[Text-to-region grounding data]
■ ■ ■ ■ ■

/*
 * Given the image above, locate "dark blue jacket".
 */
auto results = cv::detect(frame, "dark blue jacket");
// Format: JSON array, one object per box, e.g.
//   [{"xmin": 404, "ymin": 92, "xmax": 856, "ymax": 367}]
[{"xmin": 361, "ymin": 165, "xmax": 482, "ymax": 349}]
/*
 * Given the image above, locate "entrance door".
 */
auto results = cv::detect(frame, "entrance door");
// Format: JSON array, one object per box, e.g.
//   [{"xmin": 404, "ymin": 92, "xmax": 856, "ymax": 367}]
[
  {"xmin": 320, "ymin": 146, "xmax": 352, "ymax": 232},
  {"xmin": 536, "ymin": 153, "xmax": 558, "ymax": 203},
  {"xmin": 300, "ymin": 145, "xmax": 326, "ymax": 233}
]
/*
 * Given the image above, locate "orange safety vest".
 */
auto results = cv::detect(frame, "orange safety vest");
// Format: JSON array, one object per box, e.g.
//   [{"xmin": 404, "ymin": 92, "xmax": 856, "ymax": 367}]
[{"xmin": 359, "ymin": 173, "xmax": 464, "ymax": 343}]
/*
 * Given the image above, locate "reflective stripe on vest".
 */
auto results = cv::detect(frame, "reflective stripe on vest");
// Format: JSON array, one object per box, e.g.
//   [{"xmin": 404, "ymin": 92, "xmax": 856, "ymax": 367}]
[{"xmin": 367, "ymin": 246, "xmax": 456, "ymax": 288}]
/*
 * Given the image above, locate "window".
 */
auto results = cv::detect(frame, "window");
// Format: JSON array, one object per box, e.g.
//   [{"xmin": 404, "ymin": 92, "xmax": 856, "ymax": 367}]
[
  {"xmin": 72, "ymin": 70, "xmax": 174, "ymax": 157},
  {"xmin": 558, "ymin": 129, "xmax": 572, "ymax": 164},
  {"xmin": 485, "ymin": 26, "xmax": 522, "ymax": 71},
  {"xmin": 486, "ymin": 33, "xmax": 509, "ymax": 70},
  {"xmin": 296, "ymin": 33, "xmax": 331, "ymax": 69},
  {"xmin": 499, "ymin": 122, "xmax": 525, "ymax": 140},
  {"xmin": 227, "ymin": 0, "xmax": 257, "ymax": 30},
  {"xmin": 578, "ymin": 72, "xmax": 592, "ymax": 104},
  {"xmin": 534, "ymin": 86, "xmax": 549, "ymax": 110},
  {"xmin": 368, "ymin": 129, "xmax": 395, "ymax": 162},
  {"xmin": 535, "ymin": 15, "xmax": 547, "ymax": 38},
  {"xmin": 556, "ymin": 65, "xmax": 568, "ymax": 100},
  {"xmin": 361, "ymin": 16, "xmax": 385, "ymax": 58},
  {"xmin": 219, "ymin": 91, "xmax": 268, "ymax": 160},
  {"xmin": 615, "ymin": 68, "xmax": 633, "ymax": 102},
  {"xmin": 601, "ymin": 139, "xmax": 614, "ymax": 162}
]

■ ■ ■ ■ ■

### What the exercise asks
Some lines above hold the word "safety". Copy all of them.

### Exercise response
 * Given the image above, locate "orange safety vest".
auto results = cv::detect(frame, "orange safety vest");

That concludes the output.